**Given exercise**.
Reproduce the data below verbatim, keeping every line intact and in its original order.

**Data provided**.
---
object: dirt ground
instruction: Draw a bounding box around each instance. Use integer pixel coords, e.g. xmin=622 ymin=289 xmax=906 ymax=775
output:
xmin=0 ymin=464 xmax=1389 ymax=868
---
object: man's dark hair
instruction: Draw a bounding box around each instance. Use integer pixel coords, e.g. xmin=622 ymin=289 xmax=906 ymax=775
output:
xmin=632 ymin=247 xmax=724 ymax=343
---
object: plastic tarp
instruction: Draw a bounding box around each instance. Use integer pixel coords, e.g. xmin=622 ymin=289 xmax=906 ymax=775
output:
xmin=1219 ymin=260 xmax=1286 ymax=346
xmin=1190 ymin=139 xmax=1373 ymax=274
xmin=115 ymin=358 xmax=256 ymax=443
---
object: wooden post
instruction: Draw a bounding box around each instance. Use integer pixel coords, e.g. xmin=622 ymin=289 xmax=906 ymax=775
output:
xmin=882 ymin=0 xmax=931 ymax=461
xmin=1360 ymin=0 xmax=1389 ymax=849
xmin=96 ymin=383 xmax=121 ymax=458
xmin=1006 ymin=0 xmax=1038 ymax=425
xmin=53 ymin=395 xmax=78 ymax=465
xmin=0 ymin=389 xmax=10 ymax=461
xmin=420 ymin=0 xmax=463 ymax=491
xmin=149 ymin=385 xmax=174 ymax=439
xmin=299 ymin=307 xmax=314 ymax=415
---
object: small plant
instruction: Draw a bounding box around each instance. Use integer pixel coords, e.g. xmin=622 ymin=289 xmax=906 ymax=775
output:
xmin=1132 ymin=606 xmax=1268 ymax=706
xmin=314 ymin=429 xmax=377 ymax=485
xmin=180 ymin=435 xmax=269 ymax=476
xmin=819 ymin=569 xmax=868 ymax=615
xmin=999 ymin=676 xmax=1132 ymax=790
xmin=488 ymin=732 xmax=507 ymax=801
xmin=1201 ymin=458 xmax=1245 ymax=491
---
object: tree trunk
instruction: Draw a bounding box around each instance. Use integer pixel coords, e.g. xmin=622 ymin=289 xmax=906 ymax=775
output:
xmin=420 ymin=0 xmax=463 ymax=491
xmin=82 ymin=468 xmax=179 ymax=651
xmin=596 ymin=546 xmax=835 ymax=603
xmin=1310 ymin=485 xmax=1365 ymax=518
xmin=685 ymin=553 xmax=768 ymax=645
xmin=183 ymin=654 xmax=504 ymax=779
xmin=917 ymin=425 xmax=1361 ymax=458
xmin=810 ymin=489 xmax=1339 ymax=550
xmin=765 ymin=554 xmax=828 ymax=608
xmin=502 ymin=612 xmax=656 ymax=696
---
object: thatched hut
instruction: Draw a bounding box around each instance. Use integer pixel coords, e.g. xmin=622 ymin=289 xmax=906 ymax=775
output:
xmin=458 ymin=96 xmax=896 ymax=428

**The solution**.
---
object: dirt ground
instruction: Draw a bounding box around each instance. Use integer pixel coords, e.g. xmin=622 ymin=289 xmax=906 ymax=775
output:
xmin=0 ymin=464 xmax=1389 ymax=868
---
object: man's dark hair
instruction: Draw a bounding box around each instance. Use integer pixel coords, e.g. xmin=622 ymin=289 xmax=906 ymax=775
output:
xmin=632 ymin=247 xmax=724 ymax=343
---
object: plastic tarp
instruction: Draw a bounding box around each instance. Use integer pixel coords, e.g. xmin=622 ymin=289 xmax=906 ymax=775
output:
xmin=1219 ymin=260 xmax=1286 ymax=346
xmin=1190 ymin=139 xmax=1373 ymax=274
xmin=115 ymin=358 xmax=256 ymax=443
---
object: wooden post
instruction: Draw a bounding box around each instance. Use integer pixel coords, e.g. xmin=622 ymin=289 xmax=906 ymax=775
output:
xmin=882 ymin=0 xmax=931 ymax=461
xmin=1360 ymin=0 xmax=1389 ymax=849
xmin=96 ymin=383 xmax=121 ymax=458
xmin=1006 ymin=0 xmax=1038 ymax=425
xmin=53 ymin=395 xmax=78 ymax=465
xmin=0 ymin=389 xmax=10 ymax=461
xmin=420 ymin=0 xmax=463 ymax=491
xmin=149 ymin=385 xmax=174 ymax=439
xmin=299 ymin=307 xmax=314 ymax=415
---
object: small plant
instruction: Draw a bounding box around each instance. Use integer pixel coords, e.g. xmin=622 ymin=289 xmax=906 ymax=775
output:
xmin=1132 ymin=606 xmax=1268 ymax=706
xmin=314 ymin=429 xmax=377 ymax=485
xmin=180 ymin=435 xmax=269 ymax=476
xmin=819 ymin=569 xmax=868 ymax=615
xmin=999 ymin=676 xmax=1132 ymax=790
xmin=488 ymin=732 xmax=507 ymax=801
xmin=1201 ymin=458 xmax=1245 ymax=491
---
object: tree trunk
instruction: Draw a bounding box around each instance. Use integer pixel coords, e.g. xmin=622 ymin=289 xmax=906 ymax=775
output:
xmin=420 ymin=0 xmax=463 ymax=491
xmin=82 ymin=468 xmax=179 ymax=651
xmin=596 ymin=546 xmax=835 ymax=603
xmin=1310 ymin=485 xmax=1365 ymax=518
xmin=685 ymin=553 xmax=768 ymax=645
xmin=183 ymin=654 xmax=504 ymax=779
xmin=917 ymin=425 xmax=1361 ymax=458
xmin=810 ymin=489 xmax=1339 ymax=550
xmin=765 ymin=554 xmax=828 ymax=608
xmin=502 ymin=612 xmax=656 ymax=696
---
object: thatched hut
instruction: Draw a bounding box around each instance. Use integer pixel coords, e.g. xmin=622 ymin=289 xmax=906 ymax=775
output:
xmin=458 ymin=96 xmax=896 ymax=428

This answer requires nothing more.